» **Exercise task 1**
In the piece on the Women Changing India exhibition, which practices does the essay say "we embraced"? List every one, including the lesser forms of victimisation it names.
» **Exercise task 2**
Extend the piece on the Women Changing India exhibition, picking up right after its final sentence.

» **Selected passage**
[Begin]
I happened upon an inspirational photographic exhibition in September, courtesy of the Saatchi Gallery at Sloane Square, London. Women Changing India. A focus on the changing role on women in Indian society. The energizing spicy tempera and henna colours made this exhibition so very much alive, but it was the vibrant light within the eyes of the women photographed, that captured my attention and inspired my imagination.
The essays which accompanied the exhibition were courageous. There is now a 94% successful repayment rate, from Micro-Banks lending loans to some of the poorest people in society. This has allowed Indian women to discover autonomy and the power of choice. Women have taken on roles formerly only taken by men, from petrol forecourt attendants, to women chauffers (who train their all female staff with self-defence classes). Women have created previously un-created roles for themselves in the film industry. And India is now leading the way with females in local democratic positions in politics.
There was however one board whose rich imagery moved me to immediate wonder and then by the third paragraph absolute despair.
Written by Tarun J. Tejpal
In the west they carved women out of man’s redundant rib: a mere accessory. They cast her a temptress, or as passive, unblemished maiden-the Madonna herself. If in the march of men, she was to have great agency – a Queen Elizabeth 1 – then it was best to fix her a virgin.
In India we always knew better. Well in time, we spotted her as the Devi, as Shakti, the divine female principle. Not merely the equal of the male, but without whom the male principle is cosmically sterile. She was Durga, saviour of the gods when the demons were laying them waste. She was Saraswati, in whom vested all language, learning, art, culture and music. She was Lakshmi, the wealth that men never cease to crave. She was Kali , destruction; Parvati, creation; Sita, devotion; and Radha, timeless love. In the greatest epic of the world she was also Draupadi, the pivot of five great heroes, singly their equal in courage, vision and amour.
In India, we knew she was the one; he, only the rib, the mere accessory. Then over millenia, we forgot it, and kept forgetting it. From physical might, we crafted a cheap narrative of domination and oppression. Of aadmi, the primary, and aurat, the secondary. We embraced widow burning, child marriage, dowry killings, female infanticide, and numberless forms of lesser victimisation such as female illiteracy and menstrual segregation. We remembered the clay goddesses; we forgot to connect them to the living ones.
[End]
» **Material**
[Begin]
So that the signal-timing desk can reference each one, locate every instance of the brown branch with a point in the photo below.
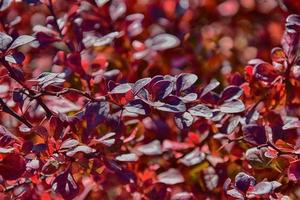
[End]
» **Written answer 1**
- Widow burning
- Child marriage
- Dowry killings
- Female infanticide
- Female illiteracy
- Menstrual segregation

» **Written answer 2**
Now, decade on decade, the memory returns. In the growing churn, in the million mutinies electrifying contemporary India. The great change is coming not from the man, but from the woman. With moral clarity, a clear sense of justice, and the coiled rage of the long-denied, she is shaping the contours of business and politics, media and art, academics and activism.
referring to Indira Gandhi I wrote: no man is ever the equal of a strong woman. It could be said of Sonia Gandhi today. It could be said of a million other women today.
It is the hope that beats the heart of India”
Repression of the female, within my observation has caused for some women an expression of a counter active way of tipping the balance. I want both men and women to embrace the fact that without male and female in perfect harmony, there is no harmony. ‘Being made from the rib of a male’, makes us no less than equal to a male, of female qualities, or him no less than equal to a female, of male qualities. One without the other an impossibility of the nature of humanity. We should never exploit the gift of the very sexuality of humanity, neither should we sanitize it to the point of androgyny. As soon as we may all celebrate our differences, rejoice our sameness and embrace our being chosen complete together as One, as soon as we learn to authentically Love and share, value and trust, and treasure them sacredly each for the other, our Holy Gods creation will unfold in perfect Love.
The exhibition sadly finished on the 29th September, but there is a book which you can buy with the essays written by women and the beautiful photography which you can sneak preview here Magnum Photos album. which accompanied the exhibition from Zubaan Books
Women Changing India by Urvashi Butalia and Anita Roy (Eds)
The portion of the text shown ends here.